◆ **EXERCISE**
Each line below should be quoted exactly, please.

◆ **DATA LINES**
########################################
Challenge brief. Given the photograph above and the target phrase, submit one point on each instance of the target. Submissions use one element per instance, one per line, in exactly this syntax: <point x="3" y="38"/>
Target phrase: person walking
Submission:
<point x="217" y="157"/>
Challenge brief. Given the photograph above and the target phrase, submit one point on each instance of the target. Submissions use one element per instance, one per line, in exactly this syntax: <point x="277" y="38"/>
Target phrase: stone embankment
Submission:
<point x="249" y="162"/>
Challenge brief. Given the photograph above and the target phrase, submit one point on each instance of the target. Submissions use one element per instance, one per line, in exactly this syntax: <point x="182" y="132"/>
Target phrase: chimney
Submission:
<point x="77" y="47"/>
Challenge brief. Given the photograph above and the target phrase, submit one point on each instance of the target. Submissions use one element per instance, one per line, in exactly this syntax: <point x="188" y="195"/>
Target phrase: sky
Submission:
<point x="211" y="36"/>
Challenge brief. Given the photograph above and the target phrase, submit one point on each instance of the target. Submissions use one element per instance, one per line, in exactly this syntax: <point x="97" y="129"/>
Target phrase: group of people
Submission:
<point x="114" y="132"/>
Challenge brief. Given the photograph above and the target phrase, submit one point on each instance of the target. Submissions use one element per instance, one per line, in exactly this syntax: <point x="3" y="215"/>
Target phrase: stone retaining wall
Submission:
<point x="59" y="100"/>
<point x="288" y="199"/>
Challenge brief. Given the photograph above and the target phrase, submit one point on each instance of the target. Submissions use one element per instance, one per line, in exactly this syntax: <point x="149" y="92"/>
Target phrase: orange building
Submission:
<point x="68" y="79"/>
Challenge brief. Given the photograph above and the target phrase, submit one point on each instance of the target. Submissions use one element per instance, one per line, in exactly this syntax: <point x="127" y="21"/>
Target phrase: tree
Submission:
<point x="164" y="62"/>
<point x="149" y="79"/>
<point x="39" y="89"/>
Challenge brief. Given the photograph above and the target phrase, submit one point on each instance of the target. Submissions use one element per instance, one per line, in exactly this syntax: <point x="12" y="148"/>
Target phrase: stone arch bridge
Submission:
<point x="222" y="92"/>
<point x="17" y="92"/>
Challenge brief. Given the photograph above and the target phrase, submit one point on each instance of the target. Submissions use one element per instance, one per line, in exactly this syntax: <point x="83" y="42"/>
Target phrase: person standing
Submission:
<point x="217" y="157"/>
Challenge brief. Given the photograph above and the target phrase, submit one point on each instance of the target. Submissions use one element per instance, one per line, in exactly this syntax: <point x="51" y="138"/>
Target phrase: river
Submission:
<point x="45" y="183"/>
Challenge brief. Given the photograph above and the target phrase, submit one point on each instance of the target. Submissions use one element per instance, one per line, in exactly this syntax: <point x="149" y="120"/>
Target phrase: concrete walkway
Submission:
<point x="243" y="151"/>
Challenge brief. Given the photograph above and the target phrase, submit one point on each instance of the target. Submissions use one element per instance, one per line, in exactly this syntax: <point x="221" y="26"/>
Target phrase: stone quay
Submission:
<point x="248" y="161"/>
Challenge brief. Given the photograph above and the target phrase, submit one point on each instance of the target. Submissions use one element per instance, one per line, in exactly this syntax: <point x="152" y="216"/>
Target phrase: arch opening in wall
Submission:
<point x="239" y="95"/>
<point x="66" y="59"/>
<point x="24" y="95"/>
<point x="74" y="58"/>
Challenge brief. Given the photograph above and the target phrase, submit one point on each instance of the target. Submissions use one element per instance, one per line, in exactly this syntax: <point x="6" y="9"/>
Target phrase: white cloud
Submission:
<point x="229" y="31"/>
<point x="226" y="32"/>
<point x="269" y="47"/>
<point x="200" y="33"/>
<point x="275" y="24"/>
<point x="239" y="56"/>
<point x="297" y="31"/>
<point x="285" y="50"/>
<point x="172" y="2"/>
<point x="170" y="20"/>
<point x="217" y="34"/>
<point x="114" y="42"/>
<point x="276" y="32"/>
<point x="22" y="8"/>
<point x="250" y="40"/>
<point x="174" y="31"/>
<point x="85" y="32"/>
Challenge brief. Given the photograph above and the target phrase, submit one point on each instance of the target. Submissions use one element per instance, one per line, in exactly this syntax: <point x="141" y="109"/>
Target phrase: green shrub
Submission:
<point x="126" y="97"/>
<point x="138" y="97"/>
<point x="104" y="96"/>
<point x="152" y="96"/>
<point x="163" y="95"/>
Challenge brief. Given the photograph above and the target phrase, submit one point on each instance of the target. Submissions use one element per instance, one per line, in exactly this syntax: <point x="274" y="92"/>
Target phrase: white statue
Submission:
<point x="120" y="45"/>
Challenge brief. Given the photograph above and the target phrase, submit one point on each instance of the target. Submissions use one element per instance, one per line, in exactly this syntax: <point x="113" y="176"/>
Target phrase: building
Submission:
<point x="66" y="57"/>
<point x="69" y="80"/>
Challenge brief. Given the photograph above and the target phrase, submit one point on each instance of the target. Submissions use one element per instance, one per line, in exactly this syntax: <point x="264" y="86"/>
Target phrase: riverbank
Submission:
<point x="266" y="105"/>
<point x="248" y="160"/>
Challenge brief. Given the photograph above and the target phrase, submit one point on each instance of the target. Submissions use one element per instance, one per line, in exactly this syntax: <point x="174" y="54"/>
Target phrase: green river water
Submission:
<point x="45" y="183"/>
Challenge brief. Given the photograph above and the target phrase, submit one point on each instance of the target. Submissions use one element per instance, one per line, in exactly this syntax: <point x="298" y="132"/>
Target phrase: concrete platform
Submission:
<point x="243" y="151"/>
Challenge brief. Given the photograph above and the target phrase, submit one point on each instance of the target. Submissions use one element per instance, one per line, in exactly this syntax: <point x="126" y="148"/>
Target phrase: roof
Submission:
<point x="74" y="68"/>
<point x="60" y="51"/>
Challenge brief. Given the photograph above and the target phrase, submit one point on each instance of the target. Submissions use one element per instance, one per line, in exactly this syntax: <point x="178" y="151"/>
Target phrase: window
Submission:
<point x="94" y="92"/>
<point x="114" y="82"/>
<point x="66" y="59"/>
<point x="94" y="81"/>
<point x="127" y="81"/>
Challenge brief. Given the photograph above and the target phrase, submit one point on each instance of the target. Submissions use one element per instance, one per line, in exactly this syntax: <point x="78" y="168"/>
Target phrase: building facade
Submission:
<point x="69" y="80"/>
########################################
◆ **ANSWER FOR THE TASK**
Challenge brief. Given the photograph above and the target phrase, submit one point on each instance of the target. Submissions use one element per instance, one per line, in exactly this syntax: <point x="3" y="38"/>
Target phrase: person walking
Submission:
<point x="217" y="157"/>
Challenge brief. Given the photograph above and the target phrase, submit one point on each instance of the target. Submissions use one element per instance, one per line, in exactly this syntax: <point x="277" y="38"/>
Target phrase: stone embankment
Submission:
<point x="249" y="162"/>
Challenge brief. Given the photograph above and the target phrase, submit one point on each instance of the target. Submissions use one element per instance, one per line, in exactly this syntax: <point x="182" y="132"/>
Target phrase: chimney
Submission:
<point x="77" y="47"/>
Challenge brief. Given the photograph above and the target phrase, submit one point on each instance of the target. Submissions use one element per instance, one per line, in exactly this syntax: <point x="188" y="195"/>
Target phrase: sky
Submission:
<point x="211" y="36"/>
Challenge brief. Given the photograph above and the target phrase, submit one point on each instance of the target. Submissions use one element per instance, one per line, in exactly this syntax: <point x="97" y="129"/>
Target phrase: group of people
Submission:
<point x="114" y="132"/>
Challenge brief. Given the photograph above and the target phrase, submit one point on each instance of the target. Submissions use one element per instance, one per line, in exactly this syntax: <point x="3" y="215"/>
Target phrase: stone retaining wall
Submission:
<point x="59" y="100"/>
<point x="288" y="199"/>
Challenge brief. Given the photograph above and the target phrase, submit one point on each instance of the target. Submissions use one element per instance, one per line, in exactly this syntax: <point x="149" y="92"/>
Target phrase: orange building
Submission:
<point x="68" y="79"/>
Challenge brief. Given the photograph above and the target phrase, submit one point on each instance of the target. Submissions use one element per instance, one per line, in exactly this syntax: <point x="127" y="21"/>
Target phrase: tree
Submission:
<point x="164" y="62"/>
<point x="149" y="79"/>
<point x="39" y="89"/>
Challenge brief. Given the photograph above and the target phrase, submit one point on each instance of the target. Submissions use one element per instance, one per line, in exactly this syntax: <point x="12" y="148"/>
Target phrase: stone arch bridge
Submission:
<point x="222" y="92"/>
<point x="17" y="92"/>
Challenge brief. Given the photograph above and the target phrase, submit one point on each instance of the target. Submissions use one element per instance, one per line, in exactly this syntax: <point x="83" y="42"/>
Target phrase: person standing
Submission:
<point x="217" y="157"/>
Challenge brief. Given the photograph above and the target phrase, submit one point on each instance of the target. Submissions use one element per instance, one per line, in exactly this syntax: <point x="51" y="138"/>
Target phrase: river
Submission:
<point x="45" y="183"/>
Challenge brief. Given the photograph above and the target phrase, submit one point on each instance of the target. Submissions use one element per instance, one per line, in exactly this syntax: <point x="149" y="120"/>
Target phrase: concrete walkway
Submission:
<point x="243" y="151"/>
Challenge brief. Given the photograph above and the target phrase, submit one point on each instance of the target. Submissions use one element per instance, one per line, in exactly this syntax: <point x="221" y="26"/>
Target phrase: stone quay
Submission:
<point x="248" y="161"/>
Challenge brief. Given the photograph above and the target phrase, submit one point on each instance of the target. Submissions use one element per instance, one per line, in exactly this syntax: <point x="152" y="216"/>
Target phrase: arch opening in wall
Submission:
<point x="239" y="95"/>
<point x="66" y="59"/>
<point x="24" y="95"/>
<point x="74" y="58"/>
Challenge brief. Given the photograph above and the target phrase, submit one point on each instance of the target. Submissions use one element per instance, one per line, in exactly this syntax: <point x="6" y="9"/>
Target phrase: white cloud
Submission:
<point x="229" y="31"/>
<point x="226" y="32"/>
<point x="269" y="47"/>
<point x="200" y="33"/>
<point x="275" y="24"/>
<point x="239" y="56"/>
<point x="297" y="31"/>
<point x="285" y="50"/>
<point x="172" y="2"/>
<point x="170" y="20"/>
<point x="217" y="34"/>
<point x="114" y="42"/>
<point x="276" y="32"/>
<point x="22" y="8"/>
<point x="250" y="40"/>
<point x="174" y="31"/>
<point x="85" y="32"/>
Challenge brief. Given the photograph above and the target phrase, submit one point on each instance of the target. Submissions use one element per instance, one per line, in exactly this syntax: <point x="141" y="109"/>
Target phrase: green shrub
Submission:
<point x="126" y="97"/>
<point x="138" y="97"/>
<point x="104" y="96"/>
<point x="152" y="96"/>
<point x="163" y="95"/>
Challenge brief. Given the photograph above and the target phrase, submit one point on each instance of the target. Submissions use one element per instance, one per line, in exactly this syntax: <point x="274" y="92"/>
Target phrase: white statue
Submission:
<point x="120" y="45"/>
Challenge brief. Given the photograph above and the target phrase, submit one point on each instance of the target. Submissions use one element per instance, one per line, in exactly this syntax: <point x="113" y="176"/>
Target phrase: building
Submission:
<point x="66" y="57"/>
<point x="69" y="80"/>
Challenge brief. Given the photograph above and the target phrase, submit one point on each instance of the target. Submissions use one element per instance, one per line, in exactly this syntax: <point x="264" y="86"/>
Target phrase: riverbank
Submission:
<point x="266" y="105"/>
<point x="248" y="160"/>
Challenge brief. Given the photograph above and the target phrase, submit one point on each instance of the target. Submissions use one element per instance, one per line, in exactly this syntax: <point x="174" y="54"/>
Target phrase: green river water
Submission:
<point x="45" y="183"/>
Challenge brief. Given the photograph above and the target phrase, submit one point on each instance of the target. Submissions use one element per instance, one per line, in exactly this syntax: <point x="298" y="132"/>
Target phrase: concrete platform
Submission:
<point x="243" y="151"/>
Challenge brief. Given the photograph above and the target phrase, submit one point on each instance of the target. Submissions use one element per instance, one per line, in exactly this syntax: <point x="126" y="148"/>
Target phrase: roof
Submission:
<point x="74" y="68"/>
<point x="60" y="51"/>
Challenge brief. Given the photograph above and the target phrase, submit one point on each instance of the target. Submissions use one element per instance, one per line, in exactly this syntax: <point x="178" y="151"/>
Target phrase: window
Submission:
<point x="94" y="92"/>
<point x="114" y="82"/>
<point x="66" y="59"/>
<point x="94" y="81"/>
<point x="127" y="81"/>
Challenge brief. Given the photograph above and the target phrase, submit one point on each instance of the target. Submissions use one element per instance, one per line, in exactly this syntax: <point x="78" y="168"/>
Target phrase: building facade
Submission:
<point x="69" y="80"/>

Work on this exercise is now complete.